§ **Work instructions**
Your task is to copy the lines of the data below from the line holding "Return one point per instance of the mouth" through the line holding "Return one point per instance of the ear lobe", inclusive, exactly and with nothing added.

§ **Exercise data**
━━━━

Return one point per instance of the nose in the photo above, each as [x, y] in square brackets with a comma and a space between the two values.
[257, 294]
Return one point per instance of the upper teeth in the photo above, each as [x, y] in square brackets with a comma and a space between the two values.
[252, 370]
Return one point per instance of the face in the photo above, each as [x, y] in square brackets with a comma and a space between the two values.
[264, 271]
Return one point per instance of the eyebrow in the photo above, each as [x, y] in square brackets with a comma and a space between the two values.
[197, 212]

━━━━

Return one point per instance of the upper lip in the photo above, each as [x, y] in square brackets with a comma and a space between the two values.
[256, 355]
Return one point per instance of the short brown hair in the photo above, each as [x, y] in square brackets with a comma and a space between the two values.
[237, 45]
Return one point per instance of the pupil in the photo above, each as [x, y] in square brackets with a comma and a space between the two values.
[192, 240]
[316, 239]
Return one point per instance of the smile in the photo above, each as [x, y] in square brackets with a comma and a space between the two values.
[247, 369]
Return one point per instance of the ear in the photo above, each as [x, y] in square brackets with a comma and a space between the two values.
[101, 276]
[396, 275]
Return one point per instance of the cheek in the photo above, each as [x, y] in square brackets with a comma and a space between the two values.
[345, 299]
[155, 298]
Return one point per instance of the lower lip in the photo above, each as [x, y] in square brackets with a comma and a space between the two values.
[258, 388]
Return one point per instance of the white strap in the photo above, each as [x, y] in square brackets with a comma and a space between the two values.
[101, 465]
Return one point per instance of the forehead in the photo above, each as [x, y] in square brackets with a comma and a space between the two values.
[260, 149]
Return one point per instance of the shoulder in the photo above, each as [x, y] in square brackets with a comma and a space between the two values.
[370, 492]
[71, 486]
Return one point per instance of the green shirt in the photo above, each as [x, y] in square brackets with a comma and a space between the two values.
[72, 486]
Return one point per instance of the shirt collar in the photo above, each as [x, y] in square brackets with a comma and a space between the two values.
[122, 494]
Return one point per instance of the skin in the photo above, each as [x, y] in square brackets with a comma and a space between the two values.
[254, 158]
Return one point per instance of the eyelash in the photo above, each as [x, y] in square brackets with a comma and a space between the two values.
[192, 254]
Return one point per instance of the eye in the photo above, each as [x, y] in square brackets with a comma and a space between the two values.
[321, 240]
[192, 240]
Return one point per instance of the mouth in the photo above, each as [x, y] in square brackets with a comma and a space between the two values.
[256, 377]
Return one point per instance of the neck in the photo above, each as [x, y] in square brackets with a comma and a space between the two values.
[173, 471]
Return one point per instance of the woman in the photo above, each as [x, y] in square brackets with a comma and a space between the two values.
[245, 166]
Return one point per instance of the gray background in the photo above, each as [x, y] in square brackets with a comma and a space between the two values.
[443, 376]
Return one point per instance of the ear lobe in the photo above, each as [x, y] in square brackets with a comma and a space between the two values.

━━━━

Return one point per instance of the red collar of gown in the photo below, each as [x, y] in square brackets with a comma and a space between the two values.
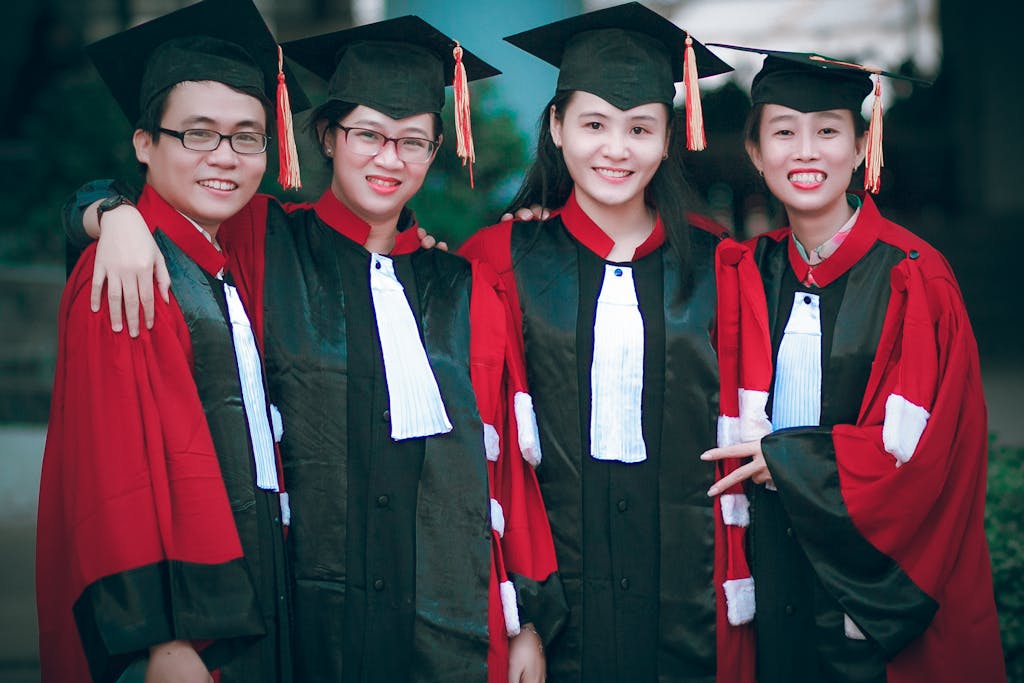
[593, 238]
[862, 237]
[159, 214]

━━━━

§ **Solution to this exercise**
Return one point per instance of the mouth in the photo above, each as [x, y] in square brackets with a comma and a space between the two values.
[256, 377]
Return one point per instance of the neck in the photo above, each as [x, y] in square brackets with a comma and a space between the two values.
[173, 471]
Return one point per instance of the woman in the photo above, each as [x, y] in square brackets with a comma and a space between the two values.
[245, 166]
Return one point per instance of the gray background in the photo above, each as [x, y] in square brackets with a comma and a space between the two values.
[443, 376]
Return one point per instance of the ear lobe in the photo above, each as [x, y] in square brackets with a comma and a space between the two values.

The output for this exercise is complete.